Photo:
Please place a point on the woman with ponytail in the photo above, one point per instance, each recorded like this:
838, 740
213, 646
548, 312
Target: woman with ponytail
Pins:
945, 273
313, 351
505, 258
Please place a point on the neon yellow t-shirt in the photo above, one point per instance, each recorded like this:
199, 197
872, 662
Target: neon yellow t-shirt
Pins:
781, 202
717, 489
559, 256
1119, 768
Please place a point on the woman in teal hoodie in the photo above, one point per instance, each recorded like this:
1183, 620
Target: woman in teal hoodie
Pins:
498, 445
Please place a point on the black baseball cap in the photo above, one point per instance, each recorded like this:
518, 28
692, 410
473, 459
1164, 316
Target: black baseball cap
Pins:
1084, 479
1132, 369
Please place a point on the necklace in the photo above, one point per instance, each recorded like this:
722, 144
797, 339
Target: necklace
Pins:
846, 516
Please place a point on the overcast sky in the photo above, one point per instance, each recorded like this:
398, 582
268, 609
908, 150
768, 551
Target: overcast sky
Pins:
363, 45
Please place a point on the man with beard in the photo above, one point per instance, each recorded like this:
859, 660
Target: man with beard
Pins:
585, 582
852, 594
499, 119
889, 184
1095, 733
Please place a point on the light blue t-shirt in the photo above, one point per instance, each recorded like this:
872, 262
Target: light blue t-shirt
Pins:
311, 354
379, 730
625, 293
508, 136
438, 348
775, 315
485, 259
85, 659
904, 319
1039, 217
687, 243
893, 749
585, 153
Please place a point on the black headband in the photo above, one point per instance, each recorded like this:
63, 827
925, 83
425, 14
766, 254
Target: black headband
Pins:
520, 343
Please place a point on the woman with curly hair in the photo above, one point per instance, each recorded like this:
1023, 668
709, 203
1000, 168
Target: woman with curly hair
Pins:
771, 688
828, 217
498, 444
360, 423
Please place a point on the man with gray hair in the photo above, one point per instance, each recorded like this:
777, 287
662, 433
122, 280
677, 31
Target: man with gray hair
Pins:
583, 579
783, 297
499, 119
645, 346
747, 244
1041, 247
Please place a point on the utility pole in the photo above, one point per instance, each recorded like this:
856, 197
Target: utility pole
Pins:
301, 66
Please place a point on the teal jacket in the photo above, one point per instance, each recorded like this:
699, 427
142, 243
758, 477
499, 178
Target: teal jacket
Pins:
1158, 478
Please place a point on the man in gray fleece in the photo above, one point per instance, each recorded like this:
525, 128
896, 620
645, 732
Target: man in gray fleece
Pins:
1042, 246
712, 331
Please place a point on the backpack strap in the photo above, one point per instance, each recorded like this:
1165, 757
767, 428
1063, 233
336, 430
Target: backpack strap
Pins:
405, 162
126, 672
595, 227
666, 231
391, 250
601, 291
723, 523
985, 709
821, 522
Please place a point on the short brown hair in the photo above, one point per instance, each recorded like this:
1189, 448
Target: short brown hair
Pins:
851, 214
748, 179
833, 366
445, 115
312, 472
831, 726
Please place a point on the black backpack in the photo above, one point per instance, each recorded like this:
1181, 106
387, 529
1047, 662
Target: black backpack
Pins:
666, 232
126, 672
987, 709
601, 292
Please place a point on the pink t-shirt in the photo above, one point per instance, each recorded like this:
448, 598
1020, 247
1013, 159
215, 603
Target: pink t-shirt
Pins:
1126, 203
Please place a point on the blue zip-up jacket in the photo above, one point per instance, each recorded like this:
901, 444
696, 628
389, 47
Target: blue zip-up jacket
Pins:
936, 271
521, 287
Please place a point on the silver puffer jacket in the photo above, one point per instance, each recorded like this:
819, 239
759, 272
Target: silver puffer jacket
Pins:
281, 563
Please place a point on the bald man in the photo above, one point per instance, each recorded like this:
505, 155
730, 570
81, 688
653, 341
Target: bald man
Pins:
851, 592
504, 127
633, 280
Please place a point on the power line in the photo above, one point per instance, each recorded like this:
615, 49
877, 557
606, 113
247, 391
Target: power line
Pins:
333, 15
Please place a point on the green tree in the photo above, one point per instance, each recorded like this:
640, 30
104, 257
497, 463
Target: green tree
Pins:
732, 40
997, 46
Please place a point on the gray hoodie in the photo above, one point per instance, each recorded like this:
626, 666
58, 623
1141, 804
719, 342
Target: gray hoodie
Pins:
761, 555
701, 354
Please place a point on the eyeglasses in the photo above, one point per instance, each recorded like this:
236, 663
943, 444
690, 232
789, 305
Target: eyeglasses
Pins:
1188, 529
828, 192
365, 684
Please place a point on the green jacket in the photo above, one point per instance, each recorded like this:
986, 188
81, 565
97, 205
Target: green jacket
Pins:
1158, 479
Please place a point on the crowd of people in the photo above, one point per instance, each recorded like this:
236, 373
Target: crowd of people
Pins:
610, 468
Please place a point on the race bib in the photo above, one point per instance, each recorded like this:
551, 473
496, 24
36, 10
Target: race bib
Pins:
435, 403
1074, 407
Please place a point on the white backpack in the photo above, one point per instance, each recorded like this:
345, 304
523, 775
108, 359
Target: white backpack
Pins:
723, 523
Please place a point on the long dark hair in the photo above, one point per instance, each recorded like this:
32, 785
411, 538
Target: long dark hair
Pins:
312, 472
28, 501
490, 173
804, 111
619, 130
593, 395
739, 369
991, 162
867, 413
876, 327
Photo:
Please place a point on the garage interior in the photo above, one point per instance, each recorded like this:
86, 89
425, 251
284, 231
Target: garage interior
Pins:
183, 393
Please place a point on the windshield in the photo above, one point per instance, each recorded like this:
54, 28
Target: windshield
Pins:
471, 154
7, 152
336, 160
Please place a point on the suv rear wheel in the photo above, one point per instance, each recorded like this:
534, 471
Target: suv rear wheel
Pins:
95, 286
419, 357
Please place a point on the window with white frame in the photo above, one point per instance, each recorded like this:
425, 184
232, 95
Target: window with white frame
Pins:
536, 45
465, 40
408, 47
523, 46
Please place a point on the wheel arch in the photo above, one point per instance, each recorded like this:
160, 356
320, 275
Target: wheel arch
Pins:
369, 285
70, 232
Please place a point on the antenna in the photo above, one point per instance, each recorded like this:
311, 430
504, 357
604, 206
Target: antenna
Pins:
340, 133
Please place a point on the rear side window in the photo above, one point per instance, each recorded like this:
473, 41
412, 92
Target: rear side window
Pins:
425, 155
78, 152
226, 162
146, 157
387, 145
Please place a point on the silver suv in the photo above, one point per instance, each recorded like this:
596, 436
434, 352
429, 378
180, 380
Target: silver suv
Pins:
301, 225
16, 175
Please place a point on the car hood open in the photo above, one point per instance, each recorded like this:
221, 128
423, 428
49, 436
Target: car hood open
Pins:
━━━━━━━━━━━━━━━━━━━━
_What you will do:_ How many lines of the material above hold "short"? Answer with that number alone.

_Response box:_ 2